- Zu bearbeiten:
(a) Gib den Gerichtsbericht von „In einem oberbayerischen“ bis „Anklage wegen Vergewaltigung ein.“ wortgetreu wieder.
(b) Schreib bitte weiter, wie der Gerichtsbericht nach seinem letzten Satz fortgeht.

- Zitierter Text:
========
In einem oberbayerischen Dorf aufzuwachsen kann für einen Buben asiatischer Herkunft eine schlimme Erfahrung sein. Keno T. (Name geändert) wurde von den Gleichaltrigen im Ort als "Neger" beschimpft, in Büsche geschubst und ansonsten links liegen gelassen. Auch in seiner Familie stand es nicht zum Besten. Das Zusammenleben mit dem Stiefvater sei schwierig gewesen, erzählt der 22-Jährige am Dienstag am Landgericht München II. Er flüchtete sich schließlich in Drogen und Alkohol und driftete in eine irreale Welt ab, in der er Grenzen nicht mehr erkannte. Das brachte ihm nun eine Anklage wegen Vergewaltigung ein.

Der junge Mann zog am 13. Januar auf der Suche nach Abwechslung und Anschluss durch die Kneipen in Geretsried. Zunächst trank er in einem griechischen Lokal drei Bier und drei Ouzo. Dann wechselte er in die "Lagune", wo er weitere zwei Bier und zwei Gläser Havanna Cola trank. Er war schon deutlich benebelt, als er dann auf der Straße mit einer Gruppe von fünf Leuten in Streit geriet. Ehe die Situation eskalierte, rief Keno T. mit seinem Handy die Polizei. Die Streifenbeamten rieten dem Nachtschwärmer, sich auf den Heimweg zu machen. Das war trotz fortgeschrittener Stunde gegen 3 Uhr aber noch zu früh für den Auszubildenden. Was er denn gesucht habe?, will der Vorsitzende Richter Martin Rieder wissen. "Na ja", sagt T., "Sex halt."
========
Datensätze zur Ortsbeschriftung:
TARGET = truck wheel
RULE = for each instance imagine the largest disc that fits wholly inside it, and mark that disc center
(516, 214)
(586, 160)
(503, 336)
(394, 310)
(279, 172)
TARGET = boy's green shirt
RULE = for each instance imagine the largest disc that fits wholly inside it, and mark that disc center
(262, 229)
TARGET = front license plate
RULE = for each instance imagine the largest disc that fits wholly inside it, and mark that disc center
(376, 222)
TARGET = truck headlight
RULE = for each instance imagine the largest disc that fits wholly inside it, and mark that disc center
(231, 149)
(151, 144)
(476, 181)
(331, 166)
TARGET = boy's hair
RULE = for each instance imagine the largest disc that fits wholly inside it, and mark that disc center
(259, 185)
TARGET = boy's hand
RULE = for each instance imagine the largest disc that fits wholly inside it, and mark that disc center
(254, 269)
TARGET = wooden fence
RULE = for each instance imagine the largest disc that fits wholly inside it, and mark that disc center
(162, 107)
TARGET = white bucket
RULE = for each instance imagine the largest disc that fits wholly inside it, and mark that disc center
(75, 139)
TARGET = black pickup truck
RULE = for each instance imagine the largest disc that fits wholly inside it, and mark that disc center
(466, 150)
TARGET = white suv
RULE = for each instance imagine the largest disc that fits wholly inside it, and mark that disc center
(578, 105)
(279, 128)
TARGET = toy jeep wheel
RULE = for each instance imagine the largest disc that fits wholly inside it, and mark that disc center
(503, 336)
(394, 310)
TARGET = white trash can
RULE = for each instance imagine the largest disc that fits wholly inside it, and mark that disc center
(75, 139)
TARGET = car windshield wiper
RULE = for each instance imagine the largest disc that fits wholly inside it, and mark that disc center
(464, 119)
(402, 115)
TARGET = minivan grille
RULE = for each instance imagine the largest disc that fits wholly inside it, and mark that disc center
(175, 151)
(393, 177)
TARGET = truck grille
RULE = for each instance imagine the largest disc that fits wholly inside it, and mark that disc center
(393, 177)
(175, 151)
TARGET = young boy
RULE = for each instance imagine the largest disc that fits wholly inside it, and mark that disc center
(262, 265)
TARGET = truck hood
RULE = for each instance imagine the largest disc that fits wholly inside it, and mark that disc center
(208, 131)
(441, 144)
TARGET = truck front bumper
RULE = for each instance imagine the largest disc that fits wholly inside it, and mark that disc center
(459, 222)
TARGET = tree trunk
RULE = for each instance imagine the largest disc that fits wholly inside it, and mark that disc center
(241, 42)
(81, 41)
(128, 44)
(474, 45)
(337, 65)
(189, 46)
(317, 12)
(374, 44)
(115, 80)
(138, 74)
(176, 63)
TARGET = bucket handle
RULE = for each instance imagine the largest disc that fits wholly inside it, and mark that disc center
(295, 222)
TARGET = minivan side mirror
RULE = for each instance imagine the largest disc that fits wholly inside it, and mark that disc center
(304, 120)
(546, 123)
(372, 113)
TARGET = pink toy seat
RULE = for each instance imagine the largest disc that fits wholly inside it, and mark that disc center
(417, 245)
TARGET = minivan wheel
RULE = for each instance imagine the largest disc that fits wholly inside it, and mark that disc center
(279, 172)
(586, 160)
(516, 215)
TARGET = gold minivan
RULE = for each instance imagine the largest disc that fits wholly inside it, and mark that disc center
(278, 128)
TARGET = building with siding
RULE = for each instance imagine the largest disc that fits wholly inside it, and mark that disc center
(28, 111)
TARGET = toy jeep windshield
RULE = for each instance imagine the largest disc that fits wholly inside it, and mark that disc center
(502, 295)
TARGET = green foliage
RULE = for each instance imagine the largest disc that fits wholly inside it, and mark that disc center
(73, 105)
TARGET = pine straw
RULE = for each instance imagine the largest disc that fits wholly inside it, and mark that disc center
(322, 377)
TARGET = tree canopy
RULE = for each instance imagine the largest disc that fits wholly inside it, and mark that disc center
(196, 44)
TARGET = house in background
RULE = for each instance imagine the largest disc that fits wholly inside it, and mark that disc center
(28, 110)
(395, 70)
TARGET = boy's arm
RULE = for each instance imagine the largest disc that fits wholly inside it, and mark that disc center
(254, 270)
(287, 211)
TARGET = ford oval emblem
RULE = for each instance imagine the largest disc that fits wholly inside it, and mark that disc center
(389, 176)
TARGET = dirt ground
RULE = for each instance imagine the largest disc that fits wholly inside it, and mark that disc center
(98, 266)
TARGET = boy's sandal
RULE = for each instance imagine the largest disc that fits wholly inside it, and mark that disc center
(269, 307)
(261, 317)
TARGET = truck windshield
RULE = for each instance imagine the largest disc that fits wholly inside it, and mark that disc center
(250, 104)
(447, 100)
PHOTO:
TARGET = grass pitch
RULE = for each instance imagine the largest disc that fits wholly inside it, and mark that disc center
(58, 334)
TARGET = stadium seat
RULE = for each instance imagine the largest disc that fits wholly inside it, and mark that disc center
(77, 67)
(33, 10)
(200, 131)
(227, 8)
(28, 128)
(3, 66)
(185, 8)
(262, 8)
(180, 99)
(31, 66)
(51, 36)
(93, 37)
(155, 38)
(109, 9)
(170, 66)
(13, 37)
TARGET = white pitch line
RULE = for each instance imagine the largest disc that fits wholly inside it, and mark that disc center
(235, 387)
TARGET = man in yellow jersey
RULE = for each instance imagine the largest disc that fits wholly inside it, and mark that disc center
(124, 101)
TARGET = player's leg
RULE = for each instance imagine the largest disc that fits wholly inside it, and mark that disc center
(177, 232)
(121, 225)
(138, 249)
========
- Antworten:
(a)
In einem oberbayerischen Dorf aufzuwachsen kann für einen Buben asiatischer Herkunft eine schlimme Erfahrung sein. Keno T. (Name geändert) wurde von den Gleichaltrigen im Ort als "Neger" beschimpft, in Büsche geschubst und ansonsten links liegen gelassen. Auch in seiner Familie stand es nicht zum Besten. Das Zusammenleben mit dem Stiefvater sei schwierig gewesen, erzählt der 22-Jährige am Dienstag am Landgericht München II. Er flüchtete sich schließlich in Drogen und Alkohol und driftete in eine irreale Welt ab, in der er Grenzen nicht mehr erkannte. Das brachte ihm nun eine Anklage wegen Vergewaltigung ein.

(b)
Prostitution ist in vielen Städten mit bis zu 50 000 Einwohnern verboten, so auch in Geretsried. Dort kann man sich nackte Tatsachen höchstens ansehen, zum Beispiel in einem Tabledance-Club. Je nach Bezahlung legen die Damen dort im Separee bei einem kleinen oder großen Tanz ihre Kleidung ab. Dorthin also verschlug es Keno T., der sich allerdings erst übergeben musste, bevor er weitere zwei Bier trinken konnte. Einigermaßen auf den Beinen, wandte er sich schließlich den Tänzerinnen zu.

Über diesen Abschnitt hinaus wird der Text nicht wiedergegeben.